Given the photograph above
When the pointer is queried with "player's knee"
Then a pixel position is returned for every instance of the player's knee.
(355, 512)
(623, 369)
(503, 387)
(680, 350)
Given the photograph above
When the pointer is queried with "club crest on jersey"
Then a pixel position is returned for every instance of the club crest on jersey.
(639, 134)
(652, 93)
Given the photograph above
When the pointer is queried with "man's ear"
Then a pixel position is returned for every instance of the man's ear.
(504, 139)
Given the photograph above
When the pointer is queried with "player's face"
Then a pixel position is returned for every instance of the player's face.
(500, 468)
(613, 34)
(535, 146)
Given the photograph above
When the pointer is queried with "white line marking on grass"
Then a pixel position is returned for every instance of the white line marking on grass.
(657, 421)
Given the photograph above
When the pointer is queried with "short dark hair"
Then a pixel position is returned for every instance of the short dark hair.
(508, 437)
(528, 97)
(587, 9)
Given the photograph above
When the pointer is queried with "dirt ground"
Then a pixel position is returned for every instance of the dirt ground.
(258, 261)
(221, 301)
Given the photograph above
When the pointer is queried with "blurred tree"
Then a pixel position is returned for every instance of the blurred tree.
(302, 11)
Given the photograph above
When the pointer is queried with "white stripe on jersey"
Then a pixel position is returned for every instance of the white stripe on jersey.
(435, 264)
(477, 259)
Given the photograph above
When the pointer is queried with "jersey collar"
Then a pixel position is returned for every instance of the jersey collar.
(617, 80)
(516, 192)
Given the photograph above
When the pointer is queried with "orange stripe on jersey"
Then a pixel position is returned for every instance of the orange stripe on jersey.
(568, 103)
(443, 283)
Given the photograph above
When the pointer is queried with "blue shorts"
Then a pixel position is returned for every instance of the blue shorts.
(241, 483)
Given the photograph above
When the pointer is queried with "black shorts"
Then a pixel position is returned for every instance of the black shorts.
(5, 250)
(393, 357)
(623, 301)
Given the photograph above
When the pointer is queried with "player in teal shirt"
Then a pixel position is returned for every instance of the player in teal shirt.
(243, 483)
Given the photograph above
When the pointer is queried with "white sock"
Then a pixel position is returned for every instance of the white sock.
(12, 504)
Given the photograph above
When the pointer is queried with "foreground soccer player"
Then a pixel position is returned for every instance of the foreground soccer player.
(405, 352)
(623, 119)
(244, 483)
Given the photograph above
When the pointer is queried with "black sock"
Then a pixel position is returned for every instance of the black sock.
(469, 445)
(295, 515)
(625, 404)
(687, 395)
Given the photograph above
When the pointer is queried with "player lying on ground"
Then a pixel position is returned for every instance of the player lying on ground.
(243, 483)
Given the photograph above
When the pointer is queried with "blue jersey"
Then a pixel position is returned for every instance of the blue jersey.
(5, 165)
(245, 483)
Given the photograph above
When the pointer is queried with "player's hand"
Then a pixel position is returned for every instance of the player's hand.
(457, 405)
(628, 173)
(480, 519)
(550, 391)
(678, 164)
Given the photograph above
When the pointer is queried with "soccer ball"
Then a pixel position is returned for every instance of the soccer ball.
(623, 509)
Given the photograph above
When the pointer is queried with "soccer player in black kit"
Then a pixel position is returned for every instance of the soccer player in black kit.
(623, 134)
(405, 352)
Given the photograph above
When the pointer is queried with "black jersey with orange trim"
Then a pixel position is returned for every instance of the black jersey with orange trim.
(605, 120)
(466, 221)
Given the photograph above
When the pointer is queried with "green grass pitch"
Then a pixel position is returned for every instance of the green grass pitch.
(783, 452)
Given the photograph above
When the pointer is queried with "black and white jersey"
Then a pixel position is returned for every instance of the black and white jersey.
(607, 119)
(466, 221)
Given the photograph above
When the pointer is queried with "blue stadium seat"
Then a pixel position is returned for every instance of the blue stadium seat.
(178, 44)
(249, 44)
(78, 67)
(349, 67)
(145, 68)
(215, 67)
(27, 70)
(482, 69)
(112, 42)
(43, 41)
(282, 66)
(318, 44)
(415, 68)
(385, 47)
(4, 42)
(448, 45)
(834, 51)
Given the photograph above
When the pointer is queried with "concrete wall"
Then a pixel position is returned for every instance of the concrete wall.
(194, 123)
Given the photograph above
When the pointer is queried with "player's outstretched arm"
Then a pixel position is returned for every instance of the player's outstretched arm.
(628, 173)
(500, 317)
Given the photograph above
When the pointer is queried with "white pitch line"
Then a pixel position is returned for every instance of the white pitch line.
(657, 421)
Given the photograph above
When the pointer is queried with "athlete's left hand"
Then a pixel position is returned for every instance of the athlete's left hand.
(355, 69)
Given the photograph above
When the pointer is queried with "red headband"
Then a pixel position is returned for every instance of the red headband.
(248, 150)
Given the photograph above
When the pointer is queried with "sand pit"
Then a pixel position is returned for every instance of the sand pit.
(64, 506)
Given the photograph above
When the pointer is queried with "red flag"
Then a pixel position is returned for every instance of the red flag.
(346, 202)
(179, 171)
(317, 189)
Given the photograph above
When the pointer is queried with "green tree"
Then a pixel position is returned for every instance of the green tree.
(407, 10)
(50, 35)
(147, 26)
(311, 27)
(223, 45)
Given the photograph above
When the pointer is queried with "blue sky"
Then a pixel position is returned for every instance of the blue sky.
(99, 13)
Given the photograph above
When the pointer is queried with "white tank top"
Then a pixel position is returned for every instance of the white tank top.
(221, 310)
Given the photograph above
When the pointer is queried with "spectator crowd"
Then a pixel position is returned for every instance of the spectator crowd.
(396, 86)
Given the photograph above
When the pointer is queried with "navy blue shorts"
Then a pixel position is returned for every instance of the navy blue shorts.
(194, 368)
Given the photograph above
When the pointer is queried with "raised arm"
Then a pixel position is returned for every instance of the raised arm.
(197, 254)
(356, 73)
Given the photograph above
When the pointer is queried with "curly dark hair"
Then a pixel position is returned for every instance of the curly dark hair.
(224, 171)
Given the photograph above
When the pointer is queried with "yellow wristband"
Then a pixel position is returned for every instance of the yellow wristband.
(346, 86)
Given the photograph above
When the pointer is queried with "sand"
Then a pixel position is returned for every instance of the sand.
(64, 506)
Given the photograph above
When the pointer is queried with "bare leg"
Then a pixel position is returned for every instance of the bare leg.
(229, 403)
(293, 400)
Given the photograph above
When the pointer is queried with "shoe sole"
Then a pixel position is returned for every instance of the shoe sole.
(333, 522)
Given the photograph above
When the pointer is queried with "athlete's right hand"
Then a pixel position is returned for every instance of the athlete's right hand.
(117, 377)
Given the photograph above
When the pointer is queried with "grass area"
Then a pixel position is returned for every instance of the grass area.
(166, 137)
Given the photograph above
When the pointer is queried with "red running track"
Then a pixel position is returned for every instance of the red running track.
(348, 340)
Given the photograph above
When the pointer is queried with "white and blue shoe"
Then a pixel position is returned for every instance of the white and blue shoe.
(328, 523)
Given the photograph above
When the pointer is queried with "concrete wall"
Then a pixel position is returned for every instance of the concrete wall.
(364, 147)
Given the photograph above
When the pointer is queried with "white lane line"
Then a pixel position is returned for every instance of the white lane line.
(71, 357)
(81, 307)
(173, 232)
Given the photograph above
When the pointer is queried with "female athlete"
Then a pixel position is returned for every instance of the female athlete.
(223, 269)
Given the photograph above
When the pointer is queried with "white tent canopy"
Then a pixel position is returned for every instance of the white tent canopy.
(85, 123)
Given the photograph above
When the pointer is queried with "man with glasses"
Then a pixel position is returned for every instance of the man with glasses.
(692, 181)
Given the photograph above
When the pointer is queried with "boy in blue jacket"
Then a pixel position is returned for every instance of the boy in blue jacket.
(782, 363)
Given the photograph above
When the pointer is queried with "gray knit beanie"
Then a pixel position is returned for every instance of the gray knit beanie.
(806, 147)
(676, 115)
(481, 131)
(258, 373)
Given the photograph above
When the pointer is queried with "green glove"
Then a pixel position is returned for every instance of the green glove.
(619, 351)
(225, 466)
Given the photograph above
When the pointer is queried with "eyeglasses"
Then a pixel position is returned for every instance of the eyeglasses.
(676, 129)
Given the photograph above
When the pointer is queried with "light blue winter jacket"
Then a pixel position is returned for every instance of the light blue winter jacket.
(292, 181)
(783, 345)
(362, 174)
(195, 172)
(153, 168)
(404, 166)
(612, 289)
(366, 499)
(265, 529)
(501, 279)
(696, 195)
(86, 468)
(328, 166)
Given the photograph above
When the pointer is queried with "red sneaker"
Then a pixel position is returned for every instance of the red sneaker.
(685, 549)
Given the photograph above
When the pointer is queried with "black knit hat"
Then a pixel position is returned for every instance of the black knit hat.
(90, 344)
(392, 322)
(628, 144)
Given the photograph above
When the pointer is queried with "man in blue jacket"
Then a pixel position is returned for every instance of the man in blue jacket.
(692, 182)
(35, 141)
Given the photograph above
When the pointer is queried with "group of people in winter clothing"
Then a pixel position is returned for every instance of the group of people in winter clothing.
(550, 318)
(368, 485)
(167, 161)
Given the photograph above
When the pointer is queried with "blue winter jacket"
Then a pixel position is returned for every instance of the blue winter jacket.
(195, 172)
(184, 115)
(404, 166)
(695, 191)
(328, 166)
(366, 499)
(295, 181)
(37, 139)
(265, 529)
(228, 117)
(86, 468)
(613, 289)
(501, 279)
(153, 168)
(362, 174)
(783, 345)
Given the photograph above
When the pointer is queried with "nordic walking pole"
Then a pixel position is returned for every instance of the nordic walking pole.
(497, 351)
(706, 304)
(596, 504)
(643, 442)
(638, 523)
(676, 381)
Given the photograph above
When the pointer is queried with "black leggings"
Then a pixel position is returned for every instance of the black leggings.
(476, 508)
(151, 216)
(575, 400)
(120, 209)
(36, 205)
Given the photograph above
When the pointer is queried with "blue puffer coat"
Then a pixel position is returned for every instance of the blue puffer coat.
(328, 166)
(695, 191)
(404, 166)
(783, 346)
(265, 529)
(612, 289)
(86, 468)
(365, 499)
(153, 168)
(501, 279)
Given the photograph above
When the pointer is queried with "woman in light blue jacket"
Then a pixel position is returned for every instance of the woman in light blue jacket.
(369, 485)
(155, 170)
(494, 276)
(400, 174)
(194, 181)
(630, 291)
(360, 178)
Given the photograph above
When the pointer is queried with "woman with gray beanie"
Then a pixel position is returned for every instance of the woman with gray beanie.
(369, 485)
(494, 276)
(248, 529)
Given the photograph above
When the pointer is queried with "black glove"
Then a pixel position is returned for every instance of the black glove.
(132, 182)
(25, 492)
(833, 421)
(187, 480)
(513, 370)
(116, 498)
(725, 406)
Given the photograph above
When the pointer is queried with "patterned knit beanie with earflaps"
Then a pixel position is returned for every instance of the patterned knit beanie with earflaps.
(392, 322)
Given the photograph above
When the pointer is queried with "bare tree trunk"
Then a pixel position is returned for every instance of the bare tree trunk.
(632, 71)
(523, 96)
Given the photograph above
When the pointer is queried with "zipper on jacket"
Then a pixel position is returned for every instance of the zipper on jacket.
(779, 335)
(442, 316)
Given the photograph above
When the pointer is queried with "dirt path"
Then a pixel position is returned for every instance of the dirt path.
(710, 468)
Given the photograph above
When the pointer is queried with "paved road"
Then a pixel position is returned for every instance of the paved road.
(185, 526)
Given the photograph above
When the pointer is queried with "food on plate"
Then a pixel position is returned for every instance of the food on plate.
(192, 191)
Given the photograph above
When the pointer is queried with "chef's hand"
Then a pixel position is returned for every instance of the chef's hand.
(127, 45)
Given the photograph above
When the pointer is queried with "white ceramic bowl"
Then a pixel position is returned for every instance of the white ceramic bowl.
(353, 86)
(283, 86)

========================================

■ Given problem
Work out how many lines of the records contain the word "hair". Give only the number.

■ Written response
4